- _Instruction_: Everything from the line with "Please trace the outline of every instance of the **turtle's" to the end of the data should be restated word for word, and nothing before it.

- _Task inputs_:

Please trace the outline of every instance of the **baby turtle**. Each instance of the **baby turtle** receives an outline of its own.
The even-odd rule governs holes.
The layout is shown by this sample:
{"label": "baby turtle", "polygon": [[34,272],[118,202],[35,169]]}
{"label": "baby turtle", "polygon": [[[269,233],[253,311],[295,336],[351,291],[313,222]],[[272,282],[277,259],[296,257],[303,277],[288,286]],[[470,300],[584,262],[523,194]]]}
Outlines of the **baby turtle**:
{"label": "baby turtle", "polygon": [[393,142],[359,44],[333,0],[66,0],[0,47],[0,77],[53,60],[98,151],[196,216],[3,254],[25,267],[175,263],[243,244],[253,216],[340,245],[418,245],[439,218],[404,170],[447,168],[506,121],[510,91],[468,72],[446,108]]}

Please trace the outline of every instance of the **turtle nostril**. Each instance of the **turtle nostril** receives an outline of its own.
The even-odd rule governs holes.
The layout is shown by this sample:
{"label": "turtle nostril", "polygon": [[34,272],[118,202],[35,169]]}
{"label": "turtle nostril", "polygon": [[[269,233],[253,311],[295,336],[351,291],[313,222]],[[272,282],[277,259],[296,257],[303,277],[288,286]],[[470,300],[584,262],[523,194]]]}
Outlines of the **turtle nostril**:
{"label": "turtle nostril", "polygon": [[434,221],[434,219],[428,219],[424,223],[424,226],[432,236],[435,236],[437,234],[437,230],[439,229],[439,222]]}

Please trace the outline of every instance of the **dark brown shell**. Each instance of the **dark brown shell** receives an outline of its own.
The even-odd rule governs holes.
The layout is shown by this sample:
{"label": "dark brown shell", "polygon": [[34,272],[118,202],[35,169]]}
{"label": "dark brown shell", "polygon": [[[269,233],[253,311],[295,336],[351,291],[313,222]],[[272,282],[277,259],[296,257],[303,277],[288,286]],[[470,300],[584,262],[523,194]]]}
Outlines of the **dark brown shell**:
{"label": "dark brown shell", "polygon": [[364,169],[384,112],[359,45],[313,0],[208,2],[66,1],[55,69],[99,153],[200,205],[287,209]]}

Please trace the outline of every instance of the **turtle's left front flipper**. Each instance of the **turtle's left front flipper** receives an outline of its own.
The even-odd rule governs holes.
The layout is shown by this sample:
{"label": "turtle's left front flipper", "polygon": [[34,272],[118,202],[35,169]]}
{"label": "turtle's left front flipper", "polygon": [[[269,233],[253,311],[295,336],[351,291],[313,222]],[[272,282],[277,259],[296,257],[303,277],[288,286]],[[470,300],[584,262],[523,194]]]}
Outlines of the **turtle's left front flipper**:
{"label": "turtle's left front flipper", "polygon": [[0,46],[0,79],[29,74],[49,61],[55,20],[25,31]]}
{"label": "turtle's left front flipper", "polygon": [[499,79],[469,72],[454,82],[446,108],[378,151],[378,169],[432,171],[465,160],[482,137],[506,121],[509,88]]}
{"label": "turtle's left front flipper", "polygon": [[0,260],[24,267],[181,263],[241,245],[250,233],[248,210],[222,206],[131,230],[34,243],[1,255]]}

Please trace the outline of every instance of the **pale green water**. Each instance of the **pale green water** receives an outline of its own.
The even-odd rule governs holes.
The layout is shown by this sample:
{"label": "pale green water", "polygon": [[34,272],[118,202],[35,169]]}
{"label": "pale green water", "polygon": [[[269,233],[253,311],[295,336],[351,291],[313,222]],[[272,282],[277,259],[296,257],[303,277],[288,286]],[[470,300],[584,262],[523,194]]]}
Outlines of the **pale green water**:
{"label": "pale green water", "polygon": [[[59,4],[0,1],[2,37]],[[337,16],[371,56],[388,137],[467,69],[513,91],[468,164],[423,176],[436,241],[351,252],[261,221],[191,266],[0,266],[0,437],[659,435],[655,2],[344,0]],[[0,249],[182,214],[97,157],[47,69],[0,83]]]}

- _Output of the exercise_:
Please trace the outline of every instance of the **turtle's left front flipper**. Each instance of the **turtle's left front flipper** receives an outline of its own.
The even-odd rule governs holes.
The layout is shown by this sample:
{"label": "turtle's left front flipper", "polygon": [[34,272],[118,202],[35,169]]}
{"label": "turtle's left front flipper", "polygon": [[[269,233],[253,311],[295,336],[351,291],[313,222]],[[272,282],[277,259],[296,257],[303,277],[288,286]],[[470,300],[584,262],[523,194]]]}
Outlines of the **turtle's left front flipper**:
{"label": "turtle's left front flipper", "polygon": [[0,46],[0,79],[29,74],[49,61],[55,20],[25,31]]}
{"label": "turtle's left front flipper", "polygon": [[499,79],[469,72],[454,82],[446,108],[378,151],[378,169],[432,171],[465,160],[482,137],[506,121],[509,88]]}
{"label": "turtle's left front flipper", "polygon": [[0,260],[24,267],[181,263],[241,245],[250,233],[248,210],[222,206],[131,230],[34,243],[1,255]]}

Please trace the outline of every instance of the **pale green water**. Each instance of the **pale green water** receives an outline of its own.
The even-odd rule governs holes.
The layout is shown by this sample:
{"label": "pale green water", "polygon": [[34,272],[118,202],[35,169]]}
{"label": "pale green water", "polygon": [[[269,233],[253,311],[295,336],[351,291],[313,222]],[[272,282],[277,259],[296,257],[303,277],[288,286]],[[470,300],[584,262],[523,194]]]}
Outlines of the **pale green water**:
{"label": "pale green water", "polygon": [[[59,4],[0,1],[2,37]],[[337,16],[371,56],[388,137],[467,69],[513,91],[468,164],[423,176],[436,241],[351,252],[261,221],[191,266],[0,266],[0,437],[659,435],[655,2],[344,0]],[[0,249],[182,214],[97,157],[47,69],[0,83]]]}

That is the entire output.